┏━━

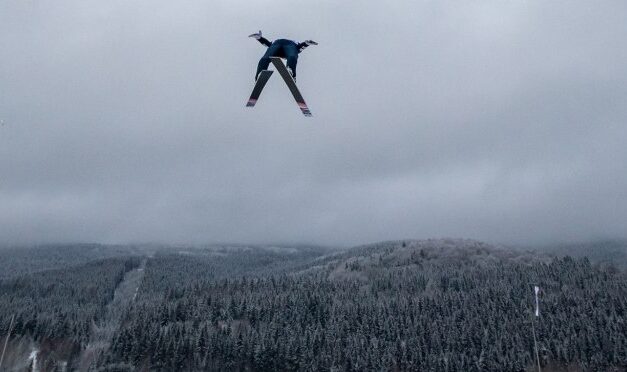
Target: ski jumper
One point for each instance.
(283, 48)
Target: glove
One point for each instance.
(257, 36)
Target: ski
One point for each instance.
(291, 84)
(261, 82)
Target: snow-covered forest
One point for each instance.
(432, 305)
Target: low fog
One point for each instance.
(499, 121)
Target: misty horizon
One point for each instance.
(499, 122)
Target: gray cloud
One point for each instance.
(502, 121)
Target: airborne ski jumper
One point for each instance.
(281, 48)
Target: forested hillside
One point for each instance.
(436, 305)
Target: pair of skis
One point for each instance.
(264, 76)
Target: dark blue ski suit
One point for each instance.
(283, 48)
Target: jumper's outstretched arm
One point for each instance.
(261, 39)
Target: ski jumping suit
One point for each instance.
(283, 48)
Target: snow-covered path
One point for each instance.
(103, 331)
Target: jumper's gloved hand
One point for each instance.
(257, 36)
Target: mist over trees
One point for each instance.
(441, 305)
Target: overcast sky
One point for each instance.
(124, 121)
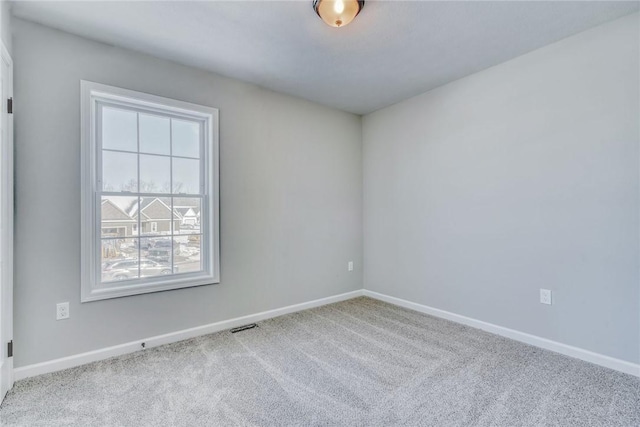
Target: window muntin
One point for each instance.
(153, 174)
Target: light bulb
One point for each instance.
(337, 13)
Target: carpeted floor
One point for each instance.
(357, 363)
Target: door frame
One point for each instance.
(6, 223)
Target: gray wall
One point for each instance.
(291, 198)
(521, 177)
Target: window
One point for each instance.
(150, 168)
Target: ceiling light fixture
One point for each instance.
(337, 13)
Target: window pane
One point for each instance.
(158, 249)
(116, 216)
(188, 259)
(187, 211)
(119, 171)
(156, 216)
(186, 176)
(119, 259)
(119, 129)
(154, 134)
(155, 174)
(186, 138)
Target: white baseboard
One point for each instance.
(567, 350)
(130, 347)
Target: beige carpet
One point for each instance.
(357, 363)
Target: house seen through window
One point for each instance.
(154, 177)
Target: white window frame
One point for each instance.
(91, 289)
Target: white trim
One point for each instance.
(567, 350)
(93, 95)
(7, 235)
(131, 347)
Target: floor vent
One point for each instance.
(243, 328)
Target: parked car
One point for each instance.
(127, 269)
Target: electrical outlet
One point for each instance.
(545, 296)
(62, 311)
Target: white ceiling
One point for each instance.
(392, 50)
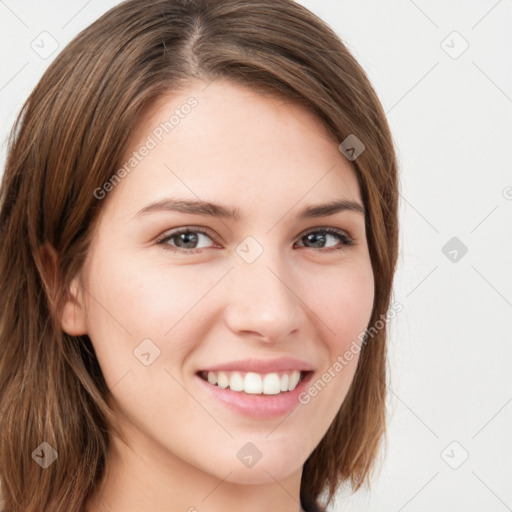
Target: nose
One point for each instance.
(261, 301)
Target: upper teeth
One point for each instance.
(254, 383)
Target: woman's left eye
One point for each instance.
(187, 237)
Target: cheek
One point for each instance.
(343, 301)
(130, 302)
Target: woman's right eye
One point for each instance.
(183, 238)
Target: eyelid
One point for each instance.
(346, 239)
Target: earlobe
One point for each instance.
(73, 319)
(72, 315)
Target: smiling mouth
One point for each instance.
(253, 383)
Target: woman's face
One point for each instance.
(251, 298)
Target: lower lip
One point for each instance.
(258, 406)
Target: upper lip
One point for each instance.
(261, 365)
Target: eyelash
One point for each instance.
(346, 241)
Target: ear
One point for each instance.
(72, 317)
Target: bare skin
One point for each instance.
(300, 299)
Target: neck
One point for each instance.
(154, 480)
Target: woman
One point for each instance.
(198, 230)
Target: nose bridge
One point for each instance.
(261, 297)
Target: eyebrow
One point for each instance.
(216, 210)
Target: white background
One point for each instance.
(450, 394)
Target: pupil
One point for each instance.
(185, 238)
(313, 236)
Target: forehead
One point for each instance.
(233, 146)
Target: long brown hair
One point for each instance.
(69, 139)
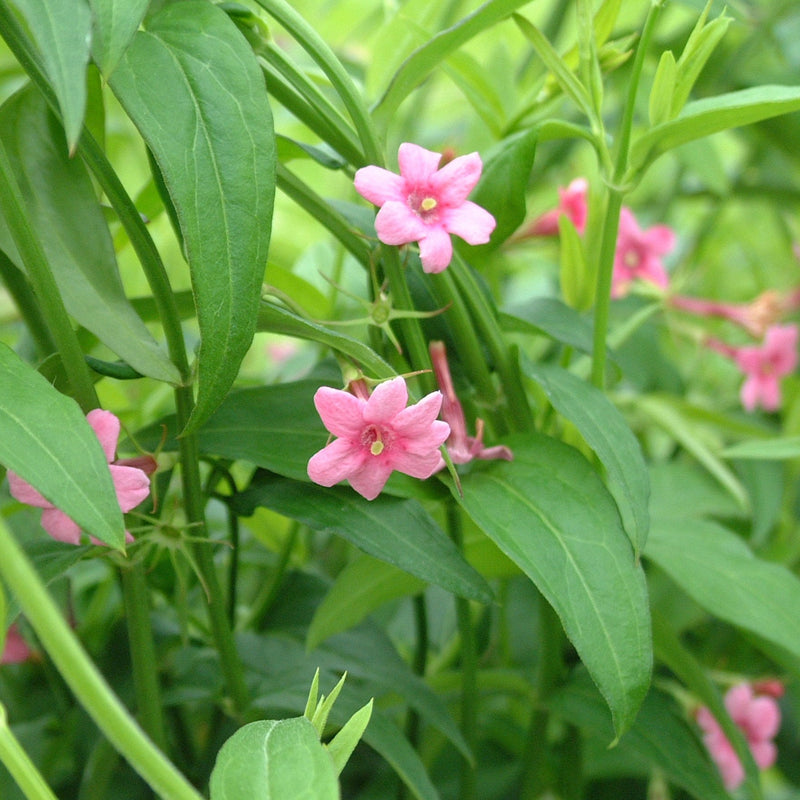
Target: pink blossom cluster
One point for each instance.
(130, 477)
(758, 716)
(638, 254)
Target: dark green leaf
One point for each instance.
(74, 235)
(607, 433)
(45, 439)
(392, 529)
(550, 513)
(192, 78)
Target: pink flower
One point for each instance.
(130, 482)
(377, 435)
(425, 204)
(638, 254)
(461, 447)
(572, 202)
(764, 365)
(759, 718)
(16, 649)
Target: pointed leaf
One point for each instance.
(550, 513)
(392, 529)
(192, 78)
(61, 31)
(46, 440)
(74, 235)
(114, 25)
(607, 433)
(274, 759)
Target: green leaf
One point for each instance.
(62, 203)
(659, 738)
(711, 115)
(45, 439)
(61, 31)
(607, 433)
(504, 184)
(550, 513)
(392, 529)
(426, 58)
(114, 25)
(712, 564)
(192, 78)
(342, 745)
(278, 759)
(777, 449)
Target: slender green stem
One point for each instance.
(469, 664)
(535, 773)
(44, 285)
(16, 760)
(149, 708)
(82, 675)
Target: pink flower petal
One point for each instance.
(416, 420)
(371, 478)
(435, 250)
(131, 485)
(21, 490)
(454, 181)
(396, 223)
(341, 412)
(417, 165)
(469, 221)
(386, 401)
(60, 526)
(335, 462)
(379, 185)
(106, 428)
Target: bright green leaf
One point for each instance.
(274, 760)
(61, 31)
(45, 439)
(607, 433)
(75, 238)
(191, 77)
(550, 513)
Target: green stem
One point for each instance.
(149, 708)
(16, 760)
(44, 285)
(535, 772)
(82, 675)
(469, 665)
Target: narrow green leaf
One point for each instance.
(61, 31)
(274, 759)
(660, 738)
(504, 184)
(426, 58)
(62, 203)
(191, 77)
(45, 439)
(711, 115)
(607, 433)
(342, 745)
(712, 564)
(392, 529)
(778, 449)
(114, 25)
(550, 513)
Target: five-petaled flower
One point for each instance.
(425, 204)
(759, 718)
(638, 254)
(765, 364)
(377, 434)
(130, 478)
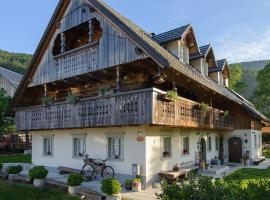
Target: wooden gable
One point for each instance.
(114, 47)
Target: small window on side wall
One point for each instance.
(185, 145)
(48, 145)
(79, 147)
(166, 147)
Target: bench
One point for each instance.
(67, 170)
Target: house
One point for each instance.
(98, 84)
(9, 80)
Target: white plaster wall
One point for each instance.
(247, 137)
(154, 161)
(96, 147)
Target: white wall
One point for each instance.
(96, 147)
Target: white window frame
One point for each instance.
(209, 143)
(45, 151)
(83, 140)
(188, 146)
(116, 136)
(217, 143)
(164, 145)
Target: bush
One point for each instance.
(205, 189)
(75, 179)
(14, 169)
(38, 172)
(111, 186)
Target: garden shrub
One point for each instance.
(75, 179)
(38, 172)
(111, 186)
(14, 169)
(204, 188)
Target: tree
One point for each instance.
(6, 123)
(261, 96)
(236, 81)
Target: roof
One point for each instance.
(219, 67)
(174, 34)
(11, 76)
(204, 50)
(144, 41)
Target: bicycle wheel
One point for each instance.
(107, 172)
(88, 172)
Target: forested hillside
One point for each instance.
(17, 62)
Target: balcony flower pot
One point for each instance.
(39, 174)
(74, 183)
(136, 185)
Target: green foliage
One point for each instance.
(204, 106)
(17, 158)
(75, 179)
(111, 186)
(206, 189)
(236, 82)
(7, 125)
(18, 191)
(14, 169)
(261, 96)
(38, 172)
(16, 62)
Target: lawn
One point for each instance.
(15, 158)
(17, 191)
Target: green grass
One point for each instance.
(266, 153)
(15, 158)
(249, 174)
(17, 191)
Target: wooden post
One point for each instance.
(117, 79)
(63, 42)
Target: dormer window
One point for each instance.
(77, 36)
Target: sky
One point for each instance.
(239, 30)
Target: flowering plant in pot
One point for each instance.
(136, 185)
(13, 171)
(74, 183)
(112, 189)
(128, 184)
(38, 174)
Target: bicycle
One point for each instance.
(92, 167)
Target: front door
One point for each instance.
(235, 149)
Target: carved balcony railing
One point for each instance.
(78, 61)
(128, 108)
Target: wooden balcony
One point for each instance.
(128, 108)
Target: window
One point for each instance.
(115, 148)
(209, 143)
(48, 146)
(79, 147)
(255, 141)
(167, 147)
(217, 143)
(185, 145)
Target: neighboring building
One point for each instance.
(97, 85)
(9, 80)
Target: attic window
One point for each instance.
(77, 37)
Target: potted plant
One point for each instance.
(176, 168)
(128, 184)
(72, 98)
(112, 189)
(38, 174)
(13, 171)
(171, 95)
(74, 183)
(47, 100)
(136, 185)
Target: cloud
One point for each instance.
(243, 44)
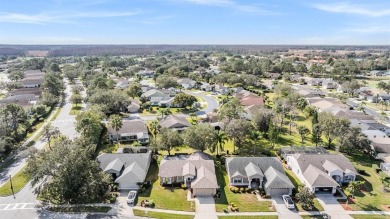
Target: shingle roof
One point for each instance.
(318, 160)
(238, 164)
(205, 179)
(317, 178)
(276, 179)
(132, 173)
(142, 161)
(173, 121)
(130, 126)
(116, 165)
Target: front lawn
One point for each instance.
(19, 180)
(317, 206)
(246, 202)
(102, 209)
(160, 215)
(249, 217)
(372, 197)
(75, 109)
(369, 216)
(164, 198)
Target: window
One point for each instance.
(237, 180)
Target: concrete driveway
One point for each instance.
(283, 211)
(205, 207)
(332, 206)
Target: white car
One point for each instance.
(288, 202)
(131, 197)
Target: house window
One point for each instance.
(237, 180)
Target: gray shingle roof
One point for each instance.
(130, 126)
(172, 121)
(318, 160)
(276, 179)
(317, 178)
(136, 165)
(238, 164)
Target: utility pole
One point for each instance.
(12, 188)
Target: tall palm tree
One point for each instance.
(155, 129)
(220, 140)
(116, 123)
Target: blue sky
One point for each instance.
(333, 22)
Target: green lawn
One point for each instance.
(312, 217)
(103, 209)
(369, 216)
(317, 206)
(164, 198)
(249, 217)
(246, 202)
(18, 182)
(372, 197)
(160, 215)
(75, 109)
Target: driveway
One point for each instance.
(205, 207)
(283, 211)
(332, 206)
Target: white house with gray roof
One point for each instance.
(322, 173)
(127, 169)
(195, 171)
(259, 172)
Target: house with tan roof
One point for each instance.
(195, 171)
(322, 173)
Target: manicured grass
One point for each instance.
(372, 197)
(159, 215)
(103, 209)
(313, 217)
(317, 206)
(369, 216)
(246, 202)
(249, 217)
(164, 198)
(75, 109)
(18, 182)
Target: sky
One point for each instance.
(315, 22)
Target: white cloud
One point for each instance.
(348, 8)
(44, 18)
(234, 5)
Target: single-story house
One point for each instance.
(175, 122)
(127, 169)
(259, 172)
(131, 130)
(195, 171)
(153, 93)
(186, 83)
(322, 173)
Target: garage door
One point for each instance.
(203, 192)
(279, 192)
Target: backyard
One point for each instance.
(372, 197)
(246, 202)
(164, 198)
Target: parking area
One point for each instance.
(283, 211)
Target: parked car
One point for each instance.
(288, 202)
(131, 197)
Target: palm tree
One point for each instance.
(220, 140)
(116, 124)
(155, 128)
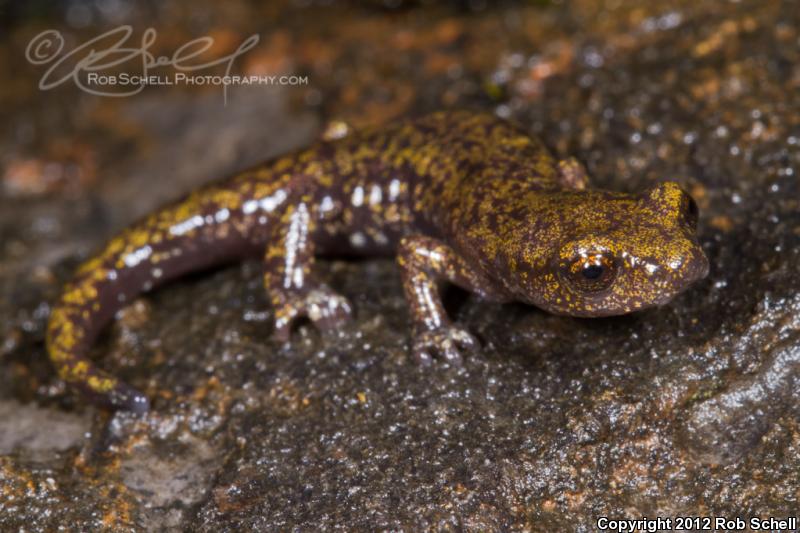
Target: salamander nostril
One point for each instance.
(592, 272)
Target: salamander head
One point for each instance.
(623, 253)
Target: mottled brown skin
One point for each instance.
(459, 197)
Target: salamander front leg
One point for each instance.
(294, 290)
(424, 263)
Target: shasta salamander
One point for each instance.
(459, 197)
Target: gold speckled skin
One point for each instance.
(459, 197)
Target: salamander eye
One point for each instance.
(591, 273)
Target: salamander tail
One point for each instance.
(73, 325)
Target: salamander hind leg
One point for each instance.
(293, 288)
(424, 263)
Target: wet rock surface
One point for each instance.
(684, 410)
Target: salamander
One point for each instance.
(458, 197)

┗━━

_Task goal_
Your task is to retype the lines running from the one that contains "Target: house window" through the end of the records, and nothing else. Pictures are not part of the copy.

_Complete answer_
Target: house window
One point for each instance.
(237, 180)
Target: gray shingle roof
One point for each instance.
(130, 126)
(172, 121)
(318, 160)
(276, 179)
(317, 178)
(136, 165)
(238, 164)
Target: utility pole
One point for each instance.
(12, 188)
Target: tall palm tree
One point for each instance.
(155, 129)
(220, 140)
(116, 123)
Target: blue sky
One point for each instance.
(333, 22)
Target: green lawn
One point for each instance.
(312, 217)
(103, 209)
(369, 216)
(317, 206)
(164, 198)
(249, 217)
(246, 202)
(18, 182)
(372, 197)
(160, 215)
(75, 109)
Target: driveway
One point for each instance.
(205, 207)
(283, 211)
(332, 206)
Target: white house with gray roof
One point for each instance.
(322, 173)
(127, 169)
(195, 171)
(259, 172)
Target: house with tan roof
One point for each instance.
(195, 171)
(322, 173)
Target: manicured grass
One point for each instance.
(372, 197)
(159, 215)
(103, 209)
(313, 217)
(317, 206)
(369, 216)
(246, 202)
(249, 217)
(164, 198)
(75, 109)
(18, 182)
Target: sky
One point for each instance.
(315, 22)
Target: white cloud
One point for each instance.
(348, 8)
(44, 18)
(234, 5)
Target: single-story house
One point for each instance.
(175, 122)
(127, 169)
(259, 172)
(131, 130)
(195, 171)
(153, 93)
(186, 83)
(322, 173)
Target: garage door
One point for each instance.
(203, 192)
(279, 192)
Target: backyard
One point for each instance.
(372, 197)
(246, 202)
(164, 198)
Target: parking area
One point for each instance.
(283, 211)
Target: parked car
One point for each instance.
(288, 202)
(131, 197)
Target: palm tree
One point for each instance.
(220, 140)
(116, 124)
(155, 128)
Target: salamander nostril
One point for each instance.
(592, 272)
Target: salamander head
One point for each instance.
(623, 253)
Target: mottled brown skin
One point for each instance.
(459, 197)
Target: salamander front leg
One point for each instance.
(294, 290)
(424, 263)
Target: shasta salamander
One point for each instance.
(459, 197)
Target: gold speckled skin
One point for each instance.
(459, 197)
Target: salamander eye
One point for each instance.
(591, 273)
Target: salamander tail
One point for each instance.
(73, 325)
Target: salamander hind leg
One point for each instance.
(293, 288)
(424, 263)
Target: wet rock surface
One point for each instance.
(684, 410)
Target: salamander
One point for each instance.
(458, 197)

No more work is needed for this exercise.